__WORK TO COMPLETE__
Print word for word the first line of the records below and every following line through the one containing "example = [(1335, 382)]"; print nothing else.

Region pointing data
-- Opening Marker --
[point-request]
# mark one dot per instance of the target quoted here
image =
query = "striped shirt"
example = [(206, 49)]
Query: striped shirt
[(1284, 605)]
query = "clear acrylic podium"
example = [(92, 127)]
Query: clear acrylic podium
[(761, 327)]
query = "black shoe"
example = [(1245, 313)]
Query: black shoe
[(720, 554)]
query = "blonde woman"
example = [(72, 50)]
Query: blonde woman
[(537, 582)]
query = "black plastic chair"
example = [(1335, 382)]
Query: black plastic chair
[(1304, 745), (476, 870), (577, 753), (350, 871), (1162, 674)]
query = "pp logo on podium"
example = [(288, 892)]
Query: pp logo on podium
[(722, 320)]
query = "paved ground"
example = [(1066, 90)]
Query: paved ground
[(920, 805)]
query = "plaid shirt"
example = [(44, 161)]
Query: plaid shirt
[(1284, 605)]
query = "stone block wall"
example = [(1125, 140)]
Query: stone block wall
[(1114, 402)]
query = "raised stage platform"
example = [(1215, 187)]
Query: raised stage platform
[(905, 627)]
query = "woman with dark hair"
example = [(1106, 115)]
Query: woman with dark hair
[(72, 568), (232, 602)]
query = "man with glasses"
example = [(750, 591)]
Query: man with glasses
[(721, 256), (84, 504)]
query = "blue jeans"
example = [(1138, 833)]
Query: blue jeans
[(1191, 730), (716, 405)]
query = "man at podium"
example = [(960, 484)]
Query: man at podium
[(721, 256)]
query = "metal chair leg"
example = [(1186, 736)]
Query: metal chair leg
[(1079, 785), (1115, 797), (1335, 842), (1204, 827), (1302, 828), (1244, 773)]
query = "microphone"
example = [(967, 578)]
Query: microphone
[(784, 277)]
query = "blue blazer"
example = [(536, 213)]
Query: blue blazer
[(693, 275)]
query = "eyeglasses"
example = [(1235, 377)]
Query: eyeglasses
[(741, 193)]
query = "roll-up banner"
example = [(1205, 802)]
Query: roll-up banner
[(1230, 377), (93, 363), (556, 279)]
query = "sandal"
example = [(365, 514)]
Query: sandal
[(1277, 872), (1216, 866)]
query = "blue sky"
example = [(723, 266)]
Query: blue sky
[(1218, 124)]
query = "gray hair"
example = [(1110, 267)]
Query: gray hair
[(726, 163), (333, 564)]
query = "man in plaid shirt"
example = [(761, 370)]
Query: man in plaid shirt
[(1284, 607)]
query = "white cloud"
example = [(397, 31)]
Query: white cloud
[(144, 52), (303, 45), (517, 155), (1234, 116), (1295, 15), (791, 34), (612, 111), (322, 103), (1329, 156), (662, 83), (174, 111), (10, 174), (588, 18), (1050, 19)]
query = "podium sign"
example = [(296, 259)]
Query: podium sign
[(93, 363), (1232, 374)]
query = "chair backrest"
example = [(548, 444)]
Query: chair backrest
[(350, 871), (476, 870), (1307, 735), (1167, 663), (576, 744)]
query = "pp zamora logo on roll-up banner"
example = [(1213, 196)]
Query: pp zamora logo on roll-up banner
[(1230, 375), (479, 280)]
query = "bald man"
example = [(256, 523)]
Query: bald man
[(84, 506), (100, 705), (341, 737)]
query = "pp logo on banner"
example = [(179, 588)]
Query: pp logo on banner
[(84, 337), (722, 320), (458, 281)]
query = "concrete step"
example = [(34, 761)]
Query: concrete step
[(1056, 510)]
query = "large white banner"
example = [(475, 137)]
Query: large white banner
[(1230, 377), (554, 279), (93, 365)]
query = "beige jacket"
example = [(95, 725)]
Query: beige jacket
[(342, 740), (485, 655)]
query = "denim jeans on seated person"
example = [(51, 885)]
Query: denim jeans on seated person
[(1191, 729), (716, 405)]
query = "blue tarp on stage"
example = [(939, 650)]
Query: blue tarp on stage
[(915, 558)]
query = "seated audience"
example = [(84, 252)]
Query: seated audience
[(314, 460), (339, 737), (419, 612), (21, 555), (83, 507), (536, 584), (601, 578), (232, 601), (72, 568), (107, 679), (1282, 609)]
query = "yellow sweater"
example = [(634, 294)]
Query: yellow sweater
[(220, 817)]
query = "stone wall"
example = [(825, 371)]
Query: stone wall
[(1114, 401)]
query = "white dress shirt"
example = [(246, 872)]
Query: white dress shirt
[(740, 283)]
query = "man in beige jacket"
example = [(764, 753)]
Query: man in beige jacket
-- Closing Marker --
__ANSWER BOX__
[point-request]
# mark one dot per instance of the target quoted here
image =
query = "striped shirt"
example = [(206, 49)]
Query: striped shirt
[(1284, 605)]
query = "clear acrylic podium"
example = [(92, 127)]
Query: clear acrylic podium
[(761, 327)]
query = "black shoe"
example = [(1245, 313)]
Query: black shoe
[(720, 554)]
query = "blonde woman"
example = [(72, 50)]
Query: blonde woman
[(537, 582)]
query = "black plastic chair"
example = [(1335, 382)]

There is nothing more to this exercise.